• _Your goal_:
Look through the records below for the line holding "need is grassy". Write it out exactly, with each following line through the line holding "need is gothic".

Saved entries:
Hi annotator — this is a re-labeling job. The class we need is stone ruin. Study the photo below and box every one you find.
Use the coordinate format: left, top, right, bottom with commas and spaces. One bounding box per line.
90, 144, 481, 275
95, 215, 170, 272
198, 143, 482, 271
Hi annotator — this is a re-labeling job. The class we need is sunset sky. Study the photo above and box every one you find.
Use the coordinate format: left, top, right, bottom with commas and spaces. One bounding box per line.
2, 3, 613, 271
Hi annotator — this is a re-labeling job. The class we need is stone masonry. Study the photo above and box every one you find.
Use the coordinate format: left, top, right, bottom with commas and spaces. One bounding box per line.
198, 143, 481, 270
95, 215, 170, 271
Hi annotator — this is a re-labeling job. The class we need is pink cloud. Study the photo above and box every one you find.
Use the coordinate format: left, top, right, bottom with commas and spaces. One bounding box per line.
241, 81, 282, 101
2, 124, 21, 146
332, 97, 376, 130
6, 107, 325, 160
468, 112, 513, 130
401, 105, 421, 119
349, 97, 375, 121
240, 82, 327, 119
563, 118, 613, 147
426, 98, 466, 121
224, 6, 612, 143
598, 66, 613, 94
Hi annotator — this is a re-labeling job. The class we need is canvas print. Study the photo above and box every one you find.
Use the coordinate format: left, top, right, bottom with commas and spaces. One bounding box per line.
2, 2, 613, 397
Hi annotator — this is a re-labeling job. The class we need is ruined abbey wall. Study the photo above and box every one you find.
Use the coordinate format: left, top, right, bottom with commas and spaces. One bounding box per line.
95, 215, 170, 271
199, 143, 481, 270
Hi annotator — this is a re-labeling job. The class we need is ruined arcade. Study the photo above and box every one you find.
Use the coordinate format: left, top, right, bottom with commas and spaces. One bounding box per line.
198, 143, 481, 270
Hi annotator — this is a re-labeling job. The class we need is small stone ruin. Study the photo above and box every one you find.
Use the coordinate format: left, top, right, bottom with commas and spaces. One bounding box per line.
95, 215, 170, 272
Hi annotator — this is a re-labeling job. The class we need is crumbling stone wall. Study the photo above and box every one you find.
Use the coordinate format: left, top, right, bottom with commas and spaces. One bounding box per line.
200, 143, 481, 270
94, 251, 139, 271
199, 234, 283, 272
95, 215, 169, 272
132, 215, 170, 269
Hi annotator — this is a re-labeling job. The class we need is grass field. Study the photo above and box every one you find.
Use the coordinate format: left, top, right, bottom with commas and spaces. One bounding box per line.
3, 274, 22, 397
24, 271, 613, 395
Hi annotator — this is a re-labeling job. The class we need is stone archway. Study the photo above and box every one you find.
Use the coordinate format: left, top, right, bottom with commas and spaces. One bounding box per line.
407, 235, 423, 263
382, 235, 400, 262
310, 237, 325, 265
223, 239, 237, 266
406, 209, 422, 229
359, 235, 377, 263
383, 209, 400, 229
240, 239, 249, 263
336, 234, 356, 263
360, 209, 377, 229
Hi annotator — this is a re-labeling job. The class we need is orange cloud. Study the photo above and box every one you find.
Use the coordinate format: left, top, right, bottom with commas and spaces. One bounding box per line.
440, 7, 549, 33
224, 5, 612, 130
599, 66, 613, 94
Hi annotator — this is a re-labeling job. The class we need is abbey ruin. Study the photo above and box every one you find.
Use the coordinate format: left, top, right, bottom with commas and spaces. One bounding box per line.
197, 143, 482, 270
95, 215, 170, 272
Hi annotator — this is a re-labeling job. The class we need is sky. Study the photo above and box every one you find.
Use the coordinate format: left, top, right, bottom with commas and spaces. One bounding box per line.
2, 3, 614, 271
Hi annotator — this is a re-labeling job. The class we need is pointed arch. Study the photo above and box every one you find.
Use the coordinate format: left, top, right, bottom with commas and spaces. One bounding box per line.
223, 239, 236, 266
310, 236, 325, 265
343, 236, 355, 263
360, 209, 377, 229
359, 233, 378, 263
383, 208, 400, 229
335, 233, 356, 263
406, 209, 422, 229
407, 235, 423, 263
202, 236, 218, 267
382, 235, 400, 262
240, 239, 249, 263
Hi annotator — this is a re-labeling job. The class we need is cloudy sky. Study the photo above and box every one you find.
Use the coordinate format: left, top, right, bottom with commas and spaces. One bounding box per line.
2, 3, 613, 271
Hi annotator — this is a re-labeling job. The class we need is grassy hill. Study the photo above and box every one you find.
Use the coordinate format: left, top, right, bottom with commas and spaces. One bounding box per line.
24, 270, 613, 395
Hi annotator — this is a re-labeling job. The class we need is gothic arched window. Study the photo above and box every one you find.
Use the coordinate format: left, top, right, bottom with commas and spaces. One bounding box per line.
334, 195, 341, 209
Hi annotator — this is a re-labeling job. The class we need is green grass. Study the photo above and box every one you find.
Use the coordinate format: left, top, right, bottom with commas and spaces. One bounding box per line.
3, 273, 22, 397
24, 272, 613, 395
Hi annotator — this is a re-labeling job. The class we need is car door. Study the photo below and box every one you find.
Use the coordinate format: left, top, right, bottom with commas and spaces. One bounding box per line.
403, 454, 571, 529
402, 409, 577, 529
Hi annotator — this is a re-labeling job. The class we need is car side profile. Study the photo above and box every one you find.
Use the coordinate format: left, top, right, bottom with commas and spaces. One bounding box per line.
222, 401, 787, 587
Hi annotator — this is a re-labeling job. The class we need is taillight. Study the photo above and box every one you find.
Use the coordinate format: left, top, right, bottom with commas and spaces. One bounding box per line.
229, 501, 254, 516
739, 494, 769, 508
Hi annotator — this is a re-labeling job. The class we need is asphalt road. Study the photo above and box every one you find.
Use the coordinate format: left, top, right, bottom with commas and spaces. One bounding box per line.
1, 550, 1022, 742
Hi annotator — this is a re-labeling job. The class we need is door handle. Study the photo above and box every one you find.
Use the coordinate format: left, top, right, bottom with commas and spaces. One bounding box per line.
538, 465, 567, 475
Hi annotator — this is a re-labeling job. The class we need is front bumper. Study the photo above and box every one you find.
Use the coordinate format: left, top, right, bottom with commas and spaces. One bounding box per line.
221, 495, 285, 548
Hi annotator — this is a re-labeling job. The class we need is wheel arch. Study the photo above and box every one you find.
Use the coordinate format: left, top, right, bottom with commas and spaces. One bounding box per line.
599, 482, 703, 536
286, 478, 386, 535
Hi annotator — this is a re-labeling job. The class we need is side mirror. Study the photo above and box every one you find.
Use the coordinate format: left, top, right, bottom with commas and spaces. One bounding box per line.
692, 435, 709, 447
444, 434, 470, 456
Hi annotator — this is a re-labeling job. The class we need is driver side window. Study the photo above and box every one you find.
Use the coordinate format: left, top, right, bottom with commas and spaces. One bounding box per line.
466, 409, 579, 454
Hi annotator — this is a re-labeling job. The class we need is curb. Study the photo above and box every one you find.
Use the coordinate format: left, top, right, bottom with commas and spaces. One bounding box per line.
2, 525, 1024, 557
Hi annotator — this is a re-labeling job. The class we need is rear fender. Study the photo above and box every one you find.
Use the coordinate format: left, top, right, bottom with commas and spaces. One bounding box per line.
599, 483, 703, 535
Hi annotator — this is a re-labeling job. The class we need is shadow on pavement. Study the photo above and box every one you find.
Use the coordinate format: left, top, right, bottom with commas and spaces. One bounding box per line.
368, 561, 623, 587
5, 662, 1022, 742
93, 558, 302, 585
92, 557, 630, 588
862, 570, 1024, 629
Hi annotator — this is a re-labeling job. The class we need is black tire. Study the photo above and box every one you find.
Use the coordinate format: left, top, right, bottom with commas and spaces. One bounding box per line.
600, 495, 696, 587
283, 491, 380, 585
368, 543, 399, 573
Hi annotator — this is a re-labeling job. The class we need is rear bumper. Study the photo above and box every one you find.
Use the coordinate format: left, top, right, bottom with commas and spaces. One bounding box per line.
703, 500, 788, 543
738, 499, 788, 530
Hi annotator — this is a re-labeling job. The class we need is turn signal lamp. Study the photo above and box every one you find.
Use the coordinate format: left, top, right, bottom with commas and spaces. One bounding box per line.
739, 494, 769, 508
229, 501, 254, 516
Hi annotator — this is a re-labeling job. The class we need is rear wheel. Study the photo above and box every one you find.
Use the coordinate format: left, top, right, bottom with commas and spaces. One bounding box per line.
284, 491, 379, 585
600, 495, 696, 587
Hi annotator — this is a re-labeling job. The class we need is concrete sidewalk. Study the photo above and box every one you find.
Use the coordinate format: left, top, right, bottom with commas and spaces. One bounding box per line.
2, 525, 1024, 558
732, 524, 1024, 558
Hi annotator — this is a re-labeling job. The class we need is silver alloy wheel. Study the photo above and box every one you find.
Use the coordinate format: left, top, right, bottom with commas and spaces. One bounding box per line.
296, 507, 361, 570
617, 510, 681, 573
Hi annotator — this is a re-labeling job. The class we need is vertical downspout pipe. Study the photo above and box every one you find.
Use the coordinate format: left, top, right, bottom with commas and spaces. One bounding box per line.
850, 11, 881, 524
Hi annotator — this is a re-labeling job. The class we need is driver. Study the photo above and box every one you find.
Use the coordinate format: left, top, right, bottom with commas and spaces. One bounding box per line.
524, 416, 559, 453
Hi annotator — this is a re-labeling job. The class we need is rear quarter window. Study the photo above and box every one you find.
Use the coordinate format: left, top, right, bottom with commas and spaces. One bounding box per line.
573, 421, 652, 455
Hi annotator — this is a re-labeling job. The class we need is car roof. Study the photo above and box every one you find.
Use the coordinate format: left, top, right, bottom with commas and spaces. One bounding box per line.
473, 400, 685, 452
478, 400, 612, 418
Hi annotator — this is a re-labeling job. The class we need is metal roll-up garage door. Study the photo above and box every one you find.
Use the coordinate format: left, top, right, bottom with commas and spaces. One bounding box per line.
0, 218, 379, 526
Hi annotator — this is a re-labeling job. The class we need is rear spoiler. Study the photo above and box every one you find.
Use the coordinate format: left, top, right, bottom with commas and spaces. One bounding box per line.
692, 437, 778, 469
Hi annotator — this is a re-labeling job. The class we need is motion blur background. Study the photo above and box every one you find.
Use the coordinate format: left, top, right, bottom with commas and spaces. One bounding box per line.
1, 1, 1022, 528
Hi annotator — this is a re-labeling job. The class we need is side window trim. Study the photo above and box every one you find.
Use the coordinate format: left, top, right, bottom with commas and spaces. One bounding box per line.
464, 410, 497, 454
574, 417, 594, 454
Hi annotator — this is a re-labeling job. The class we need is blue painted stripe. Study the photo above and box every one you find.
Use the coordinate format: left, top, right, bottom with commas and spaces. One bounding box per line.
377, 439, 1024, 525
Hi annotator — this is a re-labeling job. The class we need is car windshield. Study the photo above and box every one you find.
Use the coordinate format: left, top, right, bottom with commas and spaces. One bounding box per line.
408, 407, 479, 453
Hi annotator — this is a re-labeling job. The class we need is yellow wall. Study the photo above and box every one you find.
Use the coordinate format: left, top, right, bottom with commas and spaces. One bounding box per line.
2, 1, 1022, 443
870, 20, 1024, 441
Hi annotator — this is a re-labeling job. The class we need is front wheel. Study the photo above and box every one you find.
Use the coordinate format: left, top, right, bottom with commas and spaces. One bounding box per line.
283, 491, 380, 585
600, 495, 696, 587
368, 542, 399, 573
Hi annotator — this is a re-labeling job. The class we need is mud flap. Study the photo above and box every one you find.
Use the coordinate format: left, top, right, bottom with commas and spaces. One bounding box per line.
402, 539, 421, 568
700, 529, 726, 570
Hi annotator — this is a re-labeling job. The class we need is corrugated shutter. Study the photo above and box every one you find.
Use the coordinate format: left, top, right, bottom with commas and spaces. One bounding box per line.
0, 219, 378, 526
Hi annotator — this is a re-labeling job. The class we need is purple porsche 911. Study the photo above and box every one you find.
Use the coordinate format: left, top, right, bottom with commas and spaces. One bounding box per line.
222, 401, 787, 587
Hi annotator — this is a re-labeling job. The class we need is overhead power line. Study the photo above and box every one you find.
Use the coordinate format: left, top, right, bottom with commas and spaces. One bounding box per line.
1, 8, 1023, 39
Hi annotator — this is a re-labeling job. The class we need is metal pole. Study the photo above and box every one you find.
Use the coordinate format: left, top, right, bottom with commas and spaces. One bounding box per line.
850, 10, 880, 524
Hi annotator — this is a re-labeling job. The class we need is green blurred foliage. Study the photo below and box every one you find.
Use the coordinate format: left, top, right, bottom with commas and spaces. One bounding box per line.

• _Answer to this task_:
Hi annotator — this is a re-labeling job. The class we need is grassy hill. Study the photo above and box every one you find.
Use the coordinate format: left, top, right, bottom with commas and spaces. One bounding box per line.
24, 270, 613, 395
Hi annotator — this is a re-labeling job. The class we need is gothic arched window. Study the photo above and box every one you find.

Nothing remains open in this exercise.